### QUOTED TEXT
──────────
Energy losses can be minimised by keeping windows closed (reducing convection) and using double glazing (reducing conduction through the glass).

Solar radiation and Earth's temperature

The surface of Earth is almost entirely warmed by electromagnetic energy from the Sun. Our planet receives a total of $1.73 \times 10^{17}$ watts ( $W$ ) continuously - more than 10,000 times the power needs of all its inhabitants.

infoNote

Remember that power is a measure of energy per second. This continuous flow of energy from the Sun is what sustains life on Earth and drives our climate system.

To understand how solar energy affects our planet, we need to examine the spectrum of solar radiation. The graph above shows how much power is radiated at different wavelengths. The yellow and red regions together represent the power reaching the top of the atmosphere, whilst the red regions alone show the power at ground level. The black curve represents the theoretical emission from an ideal blackbody at a temperature of $5778$ K.

Blackbody radiators and blackbody radiation

All objects above $0$ K emit electromagnetic radiation. The energy for this radiation comes from the internal thermal energy of the object. However, different surfaces emit radiation with varying efficiency. For example, objects with matt black surfaces emit radiation more efficiently than those with shiny white or metallic surfaces.

infoNote

Blackbody: A theoretical object that perfectly absorbs all radiation falling on it and emits all frequencies produced by its thermal energy with maximum efficiency.

Blackbody radiation: The electromagnetic radiation emitted by a blackbody. Importantly, blackbodies also absorb all frequencies of radiation that fall upon them.
──────────
### PROVIDED DATA
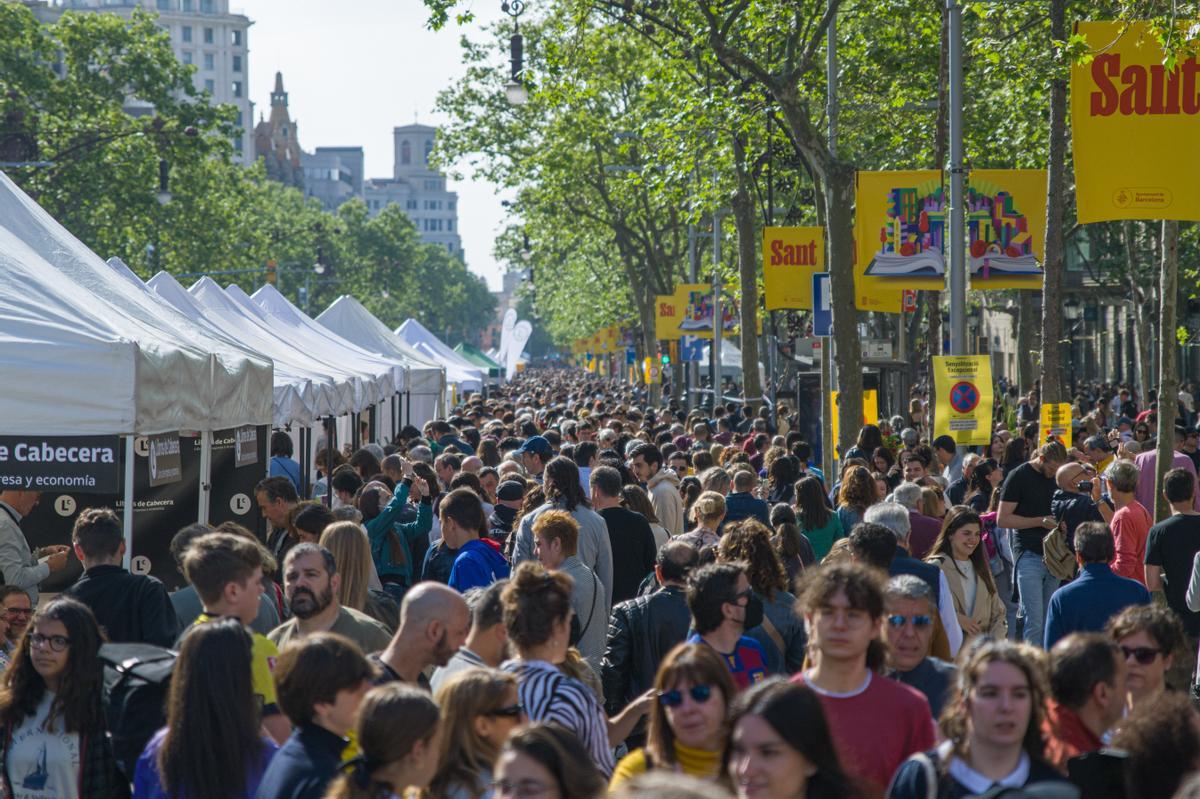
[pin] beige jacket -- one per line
(989, 611)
──────────
In the text on solar radiation, what temperature is given for the ideal blackbody represented by the black curve? The data have no role in this exercise.

### SOLUTION TO THIS TASK
5778 K.